#### Document segment
- —Guest Iesha Seattle
16 Years this August!
- After many tries, the quitting stuck. I am so glad not to be an "old lady" smoker. I'm sure I've avoided a lot of unnecessary illnesses through the years. Keep quitting until the quitting keeps!
- —Guest lorna
Being Able to Say I'm a Non-Smoker
- I have only quit for 3 days, but I love saying that I am a non-smoker and how proud I am of myself for finally getting real and quitting.
- Nicotine will not make me go outside in the cold, rain, wind, heat, any weather. Nicotine will not keep me from hugging my dad because I don't want him to smell me too close. Nicotine will not make my breath stink. Nicotine is the only reason I smoked. When I break it down, I do not like lighting a stick, getting ash on my work clothes, smelling bad, inhaling smoke or any of the other parts of smoking. What I do like is nicotine. I only like that because it told me I do. So, I'm now nicotine free, and have control over my actions instead of a drug having control over my actions.

#### Exercise tasks
#1 In the quitting-smoking testimonials, copy everything from "- After many" down to "the quitting keeps!", swapping "illnesses" for "ailments".
#2 List every kind of weather named in the quitting-smoking testimonials.

#### Record set
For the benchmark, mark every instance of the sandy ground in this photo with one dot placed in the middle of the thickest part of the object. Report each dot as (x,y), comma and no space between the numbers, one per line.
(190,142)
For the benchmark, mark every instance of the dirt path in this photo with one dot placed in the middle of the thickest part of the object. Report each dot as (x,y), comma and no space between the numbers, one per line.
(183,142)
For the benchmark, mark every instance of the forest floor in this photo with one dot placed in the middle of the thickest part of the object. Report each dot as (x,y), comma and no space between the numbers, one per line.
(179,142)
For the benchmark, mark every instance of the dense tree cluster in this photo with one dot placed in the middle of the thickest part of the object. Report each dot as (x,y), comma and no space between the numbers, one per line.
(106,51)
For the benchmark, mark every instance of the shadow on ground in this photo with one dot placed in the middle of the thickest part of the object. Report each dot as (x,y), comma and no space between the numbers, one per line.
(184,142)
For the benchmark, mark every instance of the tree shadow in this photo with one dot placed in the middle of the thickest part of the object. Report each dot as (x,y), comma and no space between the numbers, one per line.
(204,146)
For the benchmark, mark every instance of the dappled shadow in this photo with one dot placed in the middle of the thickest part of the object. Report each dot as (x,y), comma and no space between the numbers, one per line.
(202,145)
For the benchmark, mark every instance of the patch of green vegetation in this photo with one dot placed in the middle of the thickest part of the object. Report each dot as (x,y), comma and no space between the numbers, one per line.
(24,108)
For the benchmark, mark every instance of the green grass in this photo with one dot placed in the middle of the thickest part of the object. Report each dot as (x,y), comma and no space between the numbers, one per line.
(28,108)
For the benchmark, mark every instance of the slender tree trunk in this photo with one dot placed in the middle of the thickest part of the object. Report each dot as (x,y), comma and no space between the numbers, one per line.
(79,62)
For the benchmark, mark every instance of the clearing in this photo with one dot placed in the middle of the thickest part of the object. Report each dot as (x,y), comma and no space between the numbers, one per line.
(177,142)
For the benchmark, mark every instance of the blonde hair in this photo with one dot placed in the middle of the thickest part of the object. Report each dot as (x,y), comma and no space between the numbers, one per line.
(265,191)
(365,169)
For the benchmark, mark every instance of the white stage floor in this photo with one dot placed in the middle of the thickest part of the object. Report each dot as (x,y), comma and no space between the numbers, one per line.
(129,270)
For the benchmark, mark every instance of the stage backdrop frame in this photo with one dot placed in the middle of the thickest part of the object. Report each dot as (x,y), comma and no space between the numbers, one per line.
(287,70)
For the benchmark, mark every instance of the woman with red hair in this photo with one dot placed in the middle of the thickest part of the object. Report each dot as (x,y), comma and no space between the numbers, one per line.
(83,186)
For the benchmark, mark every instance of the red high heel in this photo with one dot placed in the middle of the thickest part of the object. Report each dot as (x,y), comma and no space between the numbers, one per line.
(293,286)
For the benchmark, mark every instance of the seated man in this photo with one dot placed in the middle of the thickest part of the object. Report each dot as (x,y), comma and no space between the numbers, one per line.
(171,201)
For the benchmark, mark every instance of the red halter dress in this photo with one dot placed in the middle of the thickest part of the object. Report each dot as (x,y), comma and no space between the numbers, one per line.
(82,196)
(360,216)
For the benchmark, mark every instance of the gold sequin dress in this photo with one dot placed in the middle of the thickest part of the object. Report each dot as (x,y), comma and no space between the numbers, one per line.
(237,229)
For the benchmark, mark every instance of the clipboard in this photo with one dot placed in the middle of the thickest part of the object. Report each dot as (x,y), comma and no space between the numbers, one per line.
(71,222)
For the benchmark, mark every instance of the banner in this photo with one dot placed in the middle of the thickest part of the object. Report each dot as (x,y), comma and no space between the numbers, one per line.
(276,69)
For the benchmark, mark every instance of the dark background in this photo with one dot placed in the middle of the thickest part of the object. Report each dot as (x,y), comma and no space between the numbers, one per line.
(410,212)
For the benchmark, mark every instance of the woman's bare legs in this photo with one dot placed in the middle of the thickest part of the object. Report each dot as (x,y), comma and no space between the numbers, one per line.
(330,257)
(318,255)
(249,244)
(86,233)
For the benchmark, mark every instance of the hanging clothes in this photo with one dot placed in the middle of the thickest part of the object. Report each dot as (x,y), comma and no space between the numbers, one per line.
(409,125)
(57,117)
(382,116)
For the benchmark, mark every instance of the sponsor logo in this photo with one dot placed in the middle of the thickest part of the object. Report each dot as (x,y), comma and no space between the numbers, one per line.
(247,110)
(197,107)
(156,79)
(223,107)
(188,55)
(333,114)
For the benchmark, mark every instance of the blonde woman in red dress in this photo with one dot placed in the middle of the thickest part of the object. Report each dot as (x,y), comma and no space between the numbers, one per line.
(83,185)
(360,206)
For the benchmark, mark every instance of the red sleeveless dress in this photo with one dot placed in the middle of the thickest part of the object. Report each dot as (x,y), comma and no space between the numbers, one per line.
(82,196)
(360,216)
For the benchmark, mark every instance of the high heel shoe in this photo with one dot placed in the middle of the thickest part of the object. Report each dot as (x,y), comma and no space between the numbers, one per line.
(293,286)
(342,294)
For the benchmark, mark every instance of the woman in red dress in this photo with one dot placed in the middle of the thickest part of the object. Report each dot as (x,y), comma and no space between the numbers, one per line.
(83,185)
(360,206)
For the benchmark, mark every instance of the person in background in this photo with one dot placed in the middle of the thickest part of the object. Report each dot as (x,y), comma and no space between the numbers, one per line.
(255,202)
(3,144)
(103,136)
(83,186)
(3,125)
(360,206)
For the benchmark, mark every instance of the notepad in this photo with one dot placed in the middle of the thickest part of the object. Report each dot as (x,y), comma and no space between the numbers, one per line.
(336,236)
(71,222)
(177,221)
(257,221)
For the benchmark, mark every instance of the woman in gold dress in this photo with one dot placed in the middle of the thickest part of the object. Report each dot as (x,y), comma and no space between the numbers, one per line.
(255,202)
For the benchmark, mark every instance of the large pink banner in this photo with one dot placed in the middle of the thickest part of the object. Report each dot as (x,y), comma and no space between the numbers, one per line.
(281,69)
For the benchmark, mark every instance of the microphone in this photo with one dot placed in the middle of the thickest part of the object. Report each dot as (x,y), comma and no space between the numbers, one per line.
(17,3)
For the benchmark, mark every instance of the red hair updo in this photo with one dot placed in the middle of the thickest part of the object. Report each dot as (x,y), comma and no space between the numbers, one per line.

#### Answers by item
#1
- After many tries, the quitting stuck. I am so glad not to be an "old lady" smoker. I'm sure I've avoided a lot of unnecessary ailments through the years. Keep quitting until the quitting keeps!

#2 cold, rain, wind, heat